Data provided:
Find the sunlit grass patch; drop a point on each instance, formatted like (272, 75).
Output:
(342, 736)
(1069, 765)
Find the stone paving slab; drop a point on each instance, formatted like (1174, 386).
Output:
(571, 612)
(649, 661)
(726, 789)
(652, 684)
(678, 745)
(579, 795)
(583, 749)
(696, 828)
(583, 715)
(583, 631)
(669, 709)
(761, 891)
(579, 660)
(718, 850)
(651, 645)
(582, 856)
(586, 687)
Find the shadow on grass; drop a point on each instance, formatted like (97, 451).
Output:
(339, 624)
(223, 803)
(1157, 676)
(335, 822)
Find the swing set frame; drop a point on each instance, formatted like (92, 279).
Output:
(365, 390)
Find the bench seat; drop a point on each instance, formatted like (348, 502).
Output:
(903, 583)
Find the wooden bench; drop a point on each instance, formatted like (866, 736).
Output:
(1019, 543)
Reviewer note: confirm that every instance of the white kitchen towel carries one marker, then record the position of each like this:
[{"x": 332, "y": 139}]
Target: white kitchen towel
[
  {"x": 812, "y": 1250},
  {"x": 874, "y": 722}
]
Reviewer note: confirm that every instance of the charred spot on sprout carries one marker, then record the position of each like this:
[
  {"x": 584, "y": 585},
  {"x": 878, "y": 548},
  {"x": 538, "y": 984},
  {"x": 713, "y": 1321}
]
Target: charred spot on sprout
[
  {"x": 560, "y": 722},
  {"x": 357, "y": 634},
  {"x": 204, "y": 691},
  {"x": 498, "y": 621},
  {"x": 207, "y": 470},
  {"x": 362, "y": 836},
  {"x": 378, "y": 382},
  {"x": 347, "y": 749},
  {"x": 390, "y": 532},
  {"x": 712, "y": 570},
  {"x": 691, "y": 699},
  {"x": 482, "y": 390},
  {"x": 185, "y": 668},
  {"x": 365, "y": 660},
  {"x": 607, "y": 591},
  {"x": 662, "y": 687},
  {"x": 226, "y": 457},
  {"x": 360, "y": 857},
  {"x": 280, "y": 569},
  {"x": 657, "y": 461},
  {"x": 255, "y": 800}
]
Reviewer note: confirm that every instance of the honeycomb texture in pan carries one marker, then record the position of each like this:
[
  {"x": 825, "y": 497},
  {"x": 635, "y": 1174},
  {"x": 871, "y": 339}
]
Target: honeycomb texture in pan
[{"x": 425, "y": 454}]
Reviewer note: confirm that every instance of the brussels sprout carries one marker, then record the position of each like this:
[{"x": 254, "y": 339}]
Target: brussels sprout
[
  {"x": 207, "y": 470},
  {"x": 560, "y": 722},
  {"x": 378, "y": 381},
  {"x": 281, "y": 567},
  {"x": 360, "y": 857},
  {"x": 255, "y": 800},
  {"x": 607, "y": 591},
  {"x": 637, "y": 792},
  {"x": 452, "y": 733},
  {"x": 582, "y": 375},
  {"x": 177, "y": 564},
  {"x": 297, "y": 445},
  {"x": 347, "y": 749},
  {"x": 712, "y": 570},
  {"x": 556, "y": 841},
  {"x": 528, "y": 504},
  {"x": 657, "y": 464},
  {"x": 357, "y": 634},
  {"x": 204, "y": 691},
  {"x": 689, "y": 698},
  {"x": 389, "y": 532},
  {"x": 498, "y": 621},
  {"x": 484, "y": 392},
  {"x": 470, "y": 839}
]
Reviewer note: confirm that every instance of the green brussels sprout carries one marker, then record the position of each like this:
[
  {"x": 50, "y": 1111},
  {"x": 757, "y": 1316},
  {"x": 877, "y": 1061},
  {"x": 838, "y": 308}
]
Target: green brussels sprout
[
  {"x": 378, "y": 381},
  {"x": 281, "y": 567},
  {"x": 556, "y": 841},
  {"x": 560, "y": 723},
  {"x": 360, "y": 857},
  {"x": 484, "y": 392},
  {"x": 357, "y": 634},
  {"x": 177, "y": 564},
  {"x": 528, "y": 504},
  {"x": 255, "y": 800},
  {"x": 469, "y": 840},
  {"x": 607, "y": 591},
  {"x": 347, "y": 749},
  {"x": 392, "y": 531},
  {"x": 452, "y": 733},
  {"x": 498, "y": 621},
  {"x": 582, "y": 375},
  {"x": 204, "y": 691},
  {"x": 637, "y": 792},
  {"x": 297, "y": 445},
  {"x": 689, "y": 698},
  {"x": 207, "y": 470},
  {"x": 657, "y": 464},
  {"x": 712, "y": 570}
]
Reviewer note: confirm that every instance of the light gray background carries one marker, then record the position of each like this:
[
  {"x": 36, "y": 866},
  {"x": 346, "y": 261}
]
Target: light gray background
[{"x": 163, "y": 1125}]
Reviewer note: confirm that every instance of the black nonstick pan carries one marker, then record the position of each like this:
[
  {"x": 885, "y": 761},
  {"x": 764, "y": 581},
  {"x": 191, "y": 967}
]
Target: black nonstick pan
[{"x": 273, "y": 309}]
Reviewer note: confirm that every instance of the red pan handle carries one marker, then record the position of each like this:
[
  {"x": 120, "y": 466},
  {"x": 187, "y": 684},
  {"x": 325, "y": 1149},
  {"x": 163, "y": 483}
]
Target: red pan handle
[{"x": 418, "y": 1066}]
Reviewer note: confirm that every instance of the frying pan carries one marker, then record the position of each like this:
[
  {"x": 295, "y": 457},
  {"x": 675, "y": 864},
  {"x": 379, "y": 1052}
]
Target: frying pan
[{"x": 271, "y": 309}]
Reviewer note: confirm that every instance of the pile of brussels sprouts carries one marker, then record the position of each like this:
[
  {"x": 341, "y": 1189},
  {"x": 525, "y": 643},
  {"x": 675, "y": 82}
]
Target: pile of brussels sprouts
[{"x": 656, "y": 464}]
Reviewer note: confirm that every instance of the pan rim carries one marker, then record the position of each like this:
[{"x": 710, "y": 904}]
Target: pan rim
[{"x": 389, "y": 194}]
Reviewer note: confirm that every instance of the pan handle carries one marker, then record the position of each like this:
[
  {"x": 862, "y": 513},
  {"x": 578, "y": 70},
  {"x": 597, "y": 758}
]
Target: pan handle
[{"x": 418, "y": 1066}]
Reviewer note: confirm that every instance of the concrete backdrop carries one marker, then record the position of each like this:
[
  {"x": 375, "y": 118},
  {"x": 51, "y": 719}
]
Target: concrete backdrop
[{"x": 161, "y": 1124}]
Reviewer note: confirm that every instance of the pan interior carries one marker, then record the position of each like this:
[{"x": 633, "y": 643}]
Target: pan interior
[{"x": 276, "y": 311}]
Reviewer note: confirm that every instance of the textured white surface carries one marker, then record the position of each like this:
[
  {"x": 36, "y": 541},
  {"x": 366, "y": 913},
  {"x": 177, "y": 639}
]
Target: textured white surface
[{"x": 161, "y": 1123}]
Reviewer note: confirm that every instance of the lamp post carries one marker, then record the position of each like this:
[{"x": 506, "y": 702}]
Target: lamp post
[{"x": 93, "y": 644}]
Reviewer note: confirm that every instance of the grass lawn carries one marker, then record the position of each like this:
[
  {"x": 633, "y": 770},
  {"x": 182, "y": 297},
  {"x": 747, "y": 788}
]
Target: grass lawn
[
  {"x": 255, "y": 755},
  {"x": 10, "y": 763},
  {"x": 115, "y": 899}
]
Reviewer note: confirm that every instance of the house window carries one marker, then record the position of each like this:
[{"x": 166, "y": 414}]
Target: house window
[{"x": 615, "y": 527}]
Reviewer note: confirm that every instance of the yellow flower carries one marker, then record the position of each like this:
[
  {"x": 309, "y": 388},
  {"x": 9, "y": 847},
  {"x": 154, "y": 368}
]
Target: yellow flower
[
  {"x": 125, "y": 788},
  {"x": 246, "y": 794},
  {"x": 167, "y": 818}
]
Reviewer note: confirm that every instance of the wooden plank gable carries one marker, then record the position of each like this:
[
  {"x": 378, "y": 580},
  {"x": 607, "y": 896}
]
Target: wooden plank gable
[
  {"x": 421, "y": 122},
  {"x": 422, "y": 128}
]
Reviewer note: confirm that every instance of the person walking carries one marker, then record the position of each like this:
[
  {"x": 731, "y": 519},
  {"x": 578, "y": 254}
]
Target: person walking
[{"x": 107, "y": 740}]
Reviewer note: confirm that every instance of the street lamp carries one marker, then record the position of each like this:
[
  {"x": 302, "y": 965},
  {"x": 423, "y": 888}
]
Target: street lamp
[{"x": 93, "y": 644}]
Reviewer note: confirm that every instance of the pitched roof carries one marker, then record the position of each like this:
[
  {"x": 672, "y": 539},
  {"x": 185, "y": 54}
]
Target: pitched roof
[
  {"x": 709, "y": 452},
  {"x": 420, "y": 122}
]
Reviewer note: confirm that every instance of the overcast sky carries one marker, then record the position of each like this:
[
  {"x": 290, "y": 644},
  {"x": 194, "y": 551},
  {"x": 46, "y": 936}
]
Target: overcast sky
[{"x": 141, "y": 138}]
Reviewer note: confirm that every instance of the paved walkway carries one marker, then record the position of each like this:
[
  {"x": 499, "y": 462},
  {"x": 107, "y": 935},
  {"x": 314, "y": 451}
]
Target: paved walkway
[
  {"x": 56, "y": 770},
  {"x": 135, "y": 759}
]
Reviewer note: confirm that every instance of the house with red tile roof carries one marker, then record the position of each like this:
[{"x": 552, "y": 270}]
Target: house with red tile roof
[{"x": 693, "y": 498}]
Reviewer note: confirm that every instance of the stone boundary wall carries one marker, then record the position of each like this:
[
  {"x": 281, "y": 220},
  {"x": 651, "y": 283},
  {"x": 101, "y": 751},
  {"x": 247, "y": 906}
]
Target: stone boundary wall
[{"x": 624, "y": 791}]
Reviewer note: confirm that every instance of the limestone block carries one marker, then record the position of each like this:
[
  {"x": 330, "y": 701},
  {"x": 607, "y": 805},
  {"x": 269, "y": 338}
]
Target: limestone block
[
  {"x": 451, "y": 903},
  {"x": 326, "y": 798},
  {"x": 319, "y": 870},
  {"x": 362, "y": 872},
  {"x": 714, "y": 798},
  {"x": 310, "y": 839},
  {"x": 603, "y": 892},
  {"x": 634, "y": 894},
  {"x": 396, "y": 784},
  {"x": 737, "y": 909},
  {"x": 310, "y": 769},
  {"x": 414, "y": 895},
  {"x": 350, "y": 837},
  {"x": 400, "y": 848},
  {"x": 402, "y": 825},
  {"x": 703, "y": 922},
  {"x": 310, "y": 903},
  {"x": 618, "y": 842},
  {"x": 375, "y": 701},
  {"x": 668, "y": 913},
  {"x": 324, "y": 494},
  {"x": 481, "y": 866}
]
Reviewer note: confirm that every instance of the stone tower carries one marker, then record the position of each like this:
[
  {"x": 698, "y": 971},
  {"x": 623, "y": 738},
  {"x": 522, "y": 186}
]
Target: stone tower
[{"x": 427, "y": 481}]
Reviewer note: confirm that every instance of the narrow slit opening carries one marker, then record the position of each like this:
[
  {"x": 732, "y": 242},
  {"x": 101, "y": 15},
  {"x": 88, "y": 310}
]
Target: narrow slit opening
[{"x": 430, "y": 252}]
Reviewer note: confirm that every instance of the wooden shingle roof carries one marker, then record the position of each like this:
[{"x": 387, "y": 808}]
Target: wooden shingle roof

Exercise prompt: Set down only these lines, exactly: the one containing "Reviewer note: confirm that every instance of the wooden shingle" and each line after it through the end of the entries above.

Solution to the exercise:
Reviewer note: confirm that every instance of the wooden shingle roof carries one marker, then record the position of each like this:
[{"x": 387, "y": 808}]
Target: wooden shingle roof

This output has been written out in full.